Task:
In the material below, repeat only the lines from the one that holds "Expected: one point per instance of the nut" through the final line, exactly as they stand.

• • • • • • •

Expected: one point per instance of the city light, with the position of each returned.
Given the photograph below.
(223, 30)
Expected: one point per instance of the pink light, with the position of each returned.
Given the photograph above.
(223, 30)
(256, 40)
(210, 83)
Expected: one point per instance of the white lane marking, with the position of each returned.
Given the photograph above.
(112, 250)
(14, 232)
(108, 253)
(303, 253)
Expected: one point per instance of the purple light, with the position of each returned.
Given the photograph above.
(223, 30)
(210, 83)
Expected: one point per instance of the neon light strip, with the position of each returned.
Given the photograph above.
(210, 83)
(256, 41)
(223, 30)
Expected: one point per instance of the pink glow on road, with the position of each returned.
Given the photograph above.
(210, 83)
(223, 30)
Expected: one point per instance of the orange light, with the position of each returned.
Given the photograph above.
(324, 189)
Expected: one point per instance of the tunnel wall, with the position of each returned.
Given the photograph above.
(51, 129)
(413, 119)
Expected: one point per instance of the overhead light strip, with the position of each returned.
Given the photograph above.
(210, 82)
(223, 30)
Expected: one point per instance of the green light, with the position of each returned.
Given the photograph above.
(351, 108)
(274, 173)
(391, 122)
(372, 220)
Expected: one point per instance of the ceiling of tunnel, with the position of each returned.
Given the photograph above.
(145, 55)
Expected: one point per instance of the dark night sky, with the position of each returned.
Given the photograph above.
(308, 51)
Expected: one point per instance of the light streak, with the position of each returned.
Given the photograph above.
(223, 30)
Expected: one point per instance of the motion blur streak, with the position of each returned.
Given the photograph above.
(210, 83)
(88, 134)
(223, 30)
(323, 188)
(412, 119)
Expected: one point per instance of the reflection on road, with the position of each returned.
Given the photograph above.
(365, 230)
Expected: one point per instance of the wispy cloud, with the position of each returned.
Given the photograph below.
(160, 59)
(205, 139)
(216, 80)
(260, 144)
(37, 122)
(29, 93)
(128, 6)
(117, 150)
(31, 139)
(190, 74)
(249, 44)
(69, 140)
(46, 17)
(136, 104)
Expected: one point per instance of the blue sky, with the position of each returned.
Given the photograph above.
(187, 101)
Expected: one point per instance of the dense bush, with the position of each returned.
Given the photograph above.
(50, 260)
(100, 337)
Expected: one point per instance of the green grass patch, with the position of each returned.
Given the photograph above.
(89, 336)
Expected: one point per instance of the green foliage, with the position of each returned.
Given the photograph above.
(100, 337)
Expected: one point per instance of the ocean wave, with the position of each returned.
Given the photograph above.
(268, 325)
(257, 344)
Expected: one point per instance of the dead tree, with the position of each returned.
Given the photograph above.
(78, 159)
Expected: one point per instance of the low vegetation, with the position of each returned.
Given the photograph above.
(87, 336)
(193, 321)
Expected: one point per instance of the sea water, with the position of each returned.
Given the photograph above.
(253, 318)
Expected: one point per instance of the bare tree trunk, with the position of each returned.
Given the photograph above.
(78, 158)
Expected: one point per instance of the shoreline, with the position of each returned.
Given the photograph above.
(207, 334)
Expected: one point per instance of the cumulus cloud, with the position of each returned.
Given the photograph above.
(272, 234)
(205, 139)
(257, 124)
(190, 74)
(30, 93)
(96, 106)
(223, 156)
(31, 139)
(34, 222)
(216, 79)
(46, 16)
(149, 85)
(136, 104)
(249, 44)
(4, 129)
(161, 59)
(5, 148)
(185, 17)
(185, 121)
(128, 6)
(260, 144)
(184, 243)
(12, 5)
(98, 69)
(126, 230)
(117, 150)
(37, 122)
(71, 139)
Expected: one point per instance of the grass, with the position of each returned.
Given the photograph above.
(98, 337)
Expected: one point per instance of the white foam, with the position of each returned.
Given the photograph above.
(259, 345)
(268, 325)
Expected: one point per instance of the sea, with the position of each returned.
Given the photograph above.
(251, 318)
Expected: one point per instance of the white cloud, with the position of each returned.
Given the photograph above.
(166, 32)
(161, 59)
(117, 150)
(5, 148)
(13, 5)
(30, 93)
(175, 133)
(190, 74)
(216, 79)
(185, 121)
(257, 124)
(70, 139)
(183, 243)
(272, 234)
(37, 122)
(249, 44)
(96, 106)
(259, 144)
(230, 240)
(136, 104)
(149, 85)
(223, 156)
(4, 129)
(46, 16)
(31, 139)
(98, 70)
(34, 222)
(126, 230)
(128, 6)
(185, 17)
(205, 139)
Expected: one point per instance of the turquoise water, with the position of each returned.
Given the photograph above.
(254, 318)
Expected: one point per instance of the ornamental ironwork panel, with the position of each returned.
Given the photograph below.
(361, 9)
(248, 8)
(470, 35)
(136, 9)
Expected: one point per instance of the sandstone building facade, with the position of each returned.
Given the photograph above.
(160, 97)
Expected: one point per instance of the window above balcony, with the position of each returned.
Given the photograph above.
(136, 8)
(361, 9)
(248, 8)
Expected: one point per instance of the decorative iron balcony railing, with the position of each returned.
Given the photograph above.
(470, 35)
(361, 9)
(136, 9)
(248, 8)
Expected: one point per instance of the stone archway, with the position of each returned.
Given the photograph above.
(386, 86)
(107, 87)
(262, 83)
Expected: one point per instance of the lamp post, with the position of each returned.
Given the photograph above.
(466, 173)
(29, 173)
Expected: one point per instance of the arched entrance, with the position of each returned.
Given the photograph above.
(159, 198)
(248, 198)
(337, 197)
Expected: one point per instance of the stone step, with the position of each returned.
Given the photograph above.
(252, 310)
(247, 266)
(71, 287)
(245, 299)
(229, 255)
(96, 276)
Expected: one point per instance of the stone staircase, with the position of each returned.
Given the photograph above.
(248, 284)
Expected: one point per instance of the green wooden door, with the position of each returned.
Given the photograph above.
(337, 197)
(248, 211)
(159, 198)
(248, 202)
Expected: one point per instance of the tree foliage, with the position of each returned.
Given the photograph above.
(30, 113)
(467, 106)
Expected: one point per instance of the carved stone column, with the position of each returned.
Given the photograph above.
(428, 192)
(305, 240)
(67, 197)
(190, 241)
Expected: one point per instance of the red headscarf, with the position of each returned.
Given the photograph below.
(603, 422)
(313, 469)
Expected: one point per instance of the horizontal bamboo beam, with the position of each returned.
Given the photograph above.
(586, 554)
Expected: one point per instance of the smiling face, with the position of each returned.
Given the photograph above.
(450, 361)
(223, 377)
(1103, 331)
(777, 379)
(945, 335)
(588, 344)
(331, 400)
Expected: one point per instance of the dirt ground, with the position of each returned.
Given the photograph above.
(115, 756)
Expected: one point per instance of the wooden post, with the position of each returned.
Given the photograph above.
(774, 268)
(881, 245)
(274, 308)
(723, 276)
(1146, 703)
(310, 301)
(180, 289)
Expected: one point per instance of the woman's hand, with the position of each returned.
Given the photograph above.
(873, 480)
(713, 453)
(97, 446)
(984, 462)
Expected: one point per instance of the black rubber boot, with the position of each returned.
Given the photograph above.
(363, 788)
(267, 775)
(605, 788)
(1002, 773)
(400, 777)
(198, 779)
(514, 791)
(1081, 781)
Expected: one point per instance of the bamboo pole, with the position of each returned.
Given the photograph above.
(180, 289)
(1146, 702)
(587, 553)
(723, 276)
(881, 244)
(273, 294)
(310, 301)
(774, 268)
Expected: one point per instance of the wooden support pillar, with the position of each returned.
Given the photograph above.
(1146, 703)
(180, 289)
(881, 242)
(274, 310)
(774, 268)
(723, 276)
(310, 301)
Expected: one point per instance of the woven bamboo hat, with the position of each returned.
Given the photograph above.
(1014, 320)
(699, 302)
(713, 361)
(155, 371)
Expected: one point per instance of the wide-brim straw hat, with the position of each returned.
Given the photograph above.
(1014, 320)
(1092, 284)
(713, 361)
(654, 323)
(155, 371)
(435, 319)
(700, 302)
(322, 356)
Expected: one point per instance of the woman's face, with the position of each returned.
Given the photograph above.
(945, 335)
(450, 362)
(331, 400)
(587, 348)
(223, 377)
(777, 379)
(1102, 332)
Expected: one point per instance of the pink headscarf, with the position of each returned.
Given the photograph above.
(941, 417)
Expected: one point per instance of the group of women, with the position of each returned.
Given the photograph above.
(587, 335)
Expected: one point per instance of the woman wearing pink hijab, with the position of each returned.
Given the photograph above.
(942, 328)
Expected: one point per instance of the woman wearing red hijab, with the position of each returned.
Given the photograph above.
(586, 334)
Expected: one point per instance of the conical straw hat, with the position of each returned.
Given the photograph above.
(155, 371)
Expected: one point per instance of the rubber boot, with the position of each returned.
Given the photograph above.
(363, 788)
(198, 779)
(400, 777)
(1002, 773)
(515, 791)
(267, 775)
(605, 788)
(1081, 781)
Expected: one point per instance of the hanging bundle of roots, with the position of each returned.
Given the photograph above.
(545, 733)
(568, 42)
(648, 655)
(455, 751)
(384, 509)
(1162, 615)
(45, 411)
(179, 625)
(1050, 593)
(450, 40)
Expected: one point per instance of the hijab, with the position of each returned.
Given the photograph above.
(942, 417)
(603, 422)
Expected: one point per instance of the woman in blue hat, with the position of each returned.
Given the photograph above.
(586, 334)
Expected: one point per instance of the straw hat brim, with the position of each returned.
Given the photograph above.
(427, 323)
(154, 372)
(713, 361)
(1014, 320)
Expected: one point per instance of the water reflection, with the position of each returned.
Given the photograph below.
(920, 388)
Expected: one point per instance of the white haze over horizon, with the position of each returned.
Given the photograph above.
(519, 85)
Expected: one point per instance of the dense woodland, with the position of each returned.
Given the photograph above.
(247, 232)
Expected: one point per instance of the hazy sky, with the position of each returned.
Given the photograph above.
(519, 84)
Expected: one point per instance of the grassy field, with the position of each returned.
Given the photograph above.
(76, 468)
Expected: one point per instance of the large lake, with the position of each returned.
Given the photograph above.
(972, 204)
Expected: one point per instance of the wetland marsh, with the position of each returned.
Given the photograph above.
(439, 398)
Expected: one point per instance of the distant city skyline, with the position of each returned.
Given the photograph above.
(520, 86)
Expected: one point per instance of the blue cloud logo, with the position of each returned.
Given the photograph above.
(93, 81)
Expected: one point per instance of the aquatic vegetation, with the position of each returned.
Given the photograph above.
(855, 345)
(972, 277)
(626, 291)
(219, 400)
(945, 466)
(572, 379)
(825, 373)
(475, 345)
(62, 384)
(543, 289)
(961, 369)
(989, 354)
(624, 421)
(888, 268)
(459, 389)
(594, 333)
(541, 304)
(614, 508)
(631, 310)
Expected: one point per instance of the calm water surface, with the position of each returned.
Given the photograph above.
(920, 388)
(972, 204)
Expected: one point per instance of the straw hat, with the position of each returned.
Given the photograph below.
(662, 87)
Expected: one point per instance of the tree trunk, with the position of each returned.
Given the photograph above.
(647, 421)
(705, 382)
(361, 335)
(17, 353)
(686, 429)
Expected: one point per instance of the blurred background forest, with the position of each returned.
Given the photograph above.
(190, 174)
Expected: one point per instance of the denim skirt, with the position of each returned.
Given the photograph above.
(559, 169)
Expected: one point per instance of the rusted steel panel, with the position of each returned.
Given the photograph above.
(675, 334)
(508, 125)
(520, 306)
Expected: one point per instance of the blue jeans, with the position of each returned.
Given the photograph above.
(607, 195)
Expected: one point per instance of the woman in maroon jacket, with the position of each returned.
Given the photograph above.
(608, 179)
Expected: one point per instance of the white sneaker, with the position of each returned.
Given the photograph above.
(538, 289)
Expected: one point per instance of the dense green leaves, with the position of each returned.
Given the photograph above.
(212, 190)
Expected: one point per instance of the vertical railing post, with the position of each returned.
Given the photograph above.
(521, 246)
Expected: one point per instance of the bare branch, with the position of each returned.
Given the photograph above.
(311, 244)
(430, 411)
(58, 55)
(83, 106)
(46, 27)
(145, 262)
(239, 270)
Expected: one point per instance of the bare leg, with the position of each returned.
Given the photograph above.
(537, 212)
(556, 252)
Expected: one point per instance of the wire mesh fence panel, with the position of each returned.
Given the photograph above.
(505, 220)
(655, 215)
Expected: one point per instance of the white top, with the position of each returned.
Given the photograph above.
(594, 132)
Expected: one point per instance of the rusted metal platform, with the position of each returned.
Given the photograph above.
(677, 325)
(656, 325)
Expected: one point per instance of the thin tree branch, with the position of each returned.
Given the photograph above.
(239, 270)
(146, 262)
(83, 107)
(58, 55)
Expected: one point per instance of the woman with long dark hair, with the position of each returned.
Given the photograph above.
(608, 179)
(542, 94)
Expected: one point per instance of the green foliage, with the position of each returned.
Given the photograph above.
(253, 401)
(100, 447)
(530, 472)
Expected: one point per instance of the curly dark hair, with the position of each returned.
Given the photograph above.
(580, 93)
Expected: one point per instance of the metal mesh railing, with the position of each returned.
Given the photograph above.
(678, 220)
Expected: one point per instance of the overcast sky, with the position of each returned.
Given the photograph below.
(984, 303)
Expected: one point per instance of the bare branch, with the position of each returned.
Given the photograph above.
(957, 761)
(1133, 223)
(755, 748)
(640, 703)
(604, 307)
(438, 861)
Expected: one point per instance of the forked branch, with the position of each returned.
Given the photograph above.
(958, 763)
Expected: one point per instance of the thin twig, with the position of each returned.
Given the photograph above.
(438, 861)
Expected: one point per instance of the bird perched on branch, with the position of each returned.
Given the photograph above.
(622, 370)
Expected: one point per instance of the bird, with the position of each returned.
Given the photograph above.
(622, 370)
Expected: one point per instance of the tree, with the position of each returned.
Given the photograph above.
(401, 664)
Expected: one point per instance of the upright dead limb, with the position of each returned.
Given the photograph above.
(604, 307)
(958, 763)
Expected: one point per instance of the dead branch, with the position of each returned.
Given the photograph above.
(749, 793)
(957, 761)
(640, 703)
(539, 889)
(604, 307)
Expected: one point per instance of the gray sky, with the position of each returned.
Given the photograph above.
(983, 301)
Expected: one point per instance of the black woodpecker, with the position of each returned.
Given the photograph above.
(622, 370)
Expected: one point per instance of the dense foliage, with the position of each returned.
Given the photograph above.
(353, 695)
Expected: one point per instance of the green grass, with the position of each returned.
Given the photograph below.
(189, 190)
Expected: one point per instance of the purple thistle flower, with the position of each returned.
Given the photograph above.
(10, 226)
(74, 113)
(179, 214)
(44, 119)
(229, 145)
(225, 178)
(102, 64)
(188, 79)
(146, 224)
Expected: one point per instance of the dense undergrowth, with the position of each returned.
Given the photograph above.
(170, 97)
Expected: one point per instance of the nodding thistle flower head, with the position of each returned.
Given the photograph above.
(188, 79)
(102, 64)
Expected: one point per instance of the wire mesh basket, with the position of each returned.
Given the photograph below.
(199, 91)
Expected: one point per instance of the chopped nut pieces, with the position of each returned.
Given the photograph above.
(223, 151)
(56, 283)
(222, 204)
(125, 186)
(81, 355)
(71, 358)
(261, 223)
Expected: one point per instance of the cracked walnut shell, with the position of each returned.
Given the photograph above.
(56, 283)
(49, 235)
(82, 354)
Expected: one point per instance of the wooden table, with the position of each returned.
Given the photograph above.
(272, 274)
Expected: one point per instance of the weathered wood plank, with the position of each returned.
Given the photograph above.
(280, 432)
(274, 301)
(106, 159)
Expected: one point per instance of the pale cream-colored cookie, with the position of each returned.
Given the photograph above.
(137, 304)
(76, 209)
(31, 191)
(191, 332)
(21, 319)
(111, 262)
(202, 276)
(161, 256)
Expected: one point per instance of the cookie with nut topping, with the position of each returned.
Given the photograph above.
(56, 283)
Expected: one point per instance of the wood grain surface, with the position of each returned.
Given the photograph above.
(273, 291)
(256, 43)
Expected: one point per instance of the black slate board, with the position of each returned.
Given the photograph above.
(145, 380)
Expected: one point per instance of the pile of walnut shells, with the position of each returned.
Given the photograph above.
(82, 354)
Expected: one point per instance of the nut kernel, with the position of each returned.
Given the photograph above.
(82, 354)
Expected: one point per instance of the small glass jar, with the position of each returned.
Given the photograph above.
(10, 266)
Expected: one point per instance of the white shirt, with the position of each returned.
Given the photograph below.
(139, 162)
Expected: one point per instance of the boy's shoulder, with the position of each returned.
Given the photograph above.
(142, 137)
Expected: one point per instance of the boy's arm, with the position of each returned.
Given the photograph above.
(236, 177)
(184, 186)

• • • • • • •

Exercise response:
Expected: one point per instance of the nut kernel, with the position of each returned.
Given the photograph above.
(82, 354)
Expected: one point per instance of the small glass jar, with the position of each returned.
Given the photograph above.
(10, 266)
Expected: one point per instance of the white shirt, with the position of each returned.
Given the photograph below.
(139, 162)
Expected: one point per instance of the boy's shoulder, with the position of each returned.
Given the photograph above.
(142, 137)
Expected: one point per instance of the boy's arm, with the position of each returned.
Given the photograph above.
(236, 177)
(184, 186)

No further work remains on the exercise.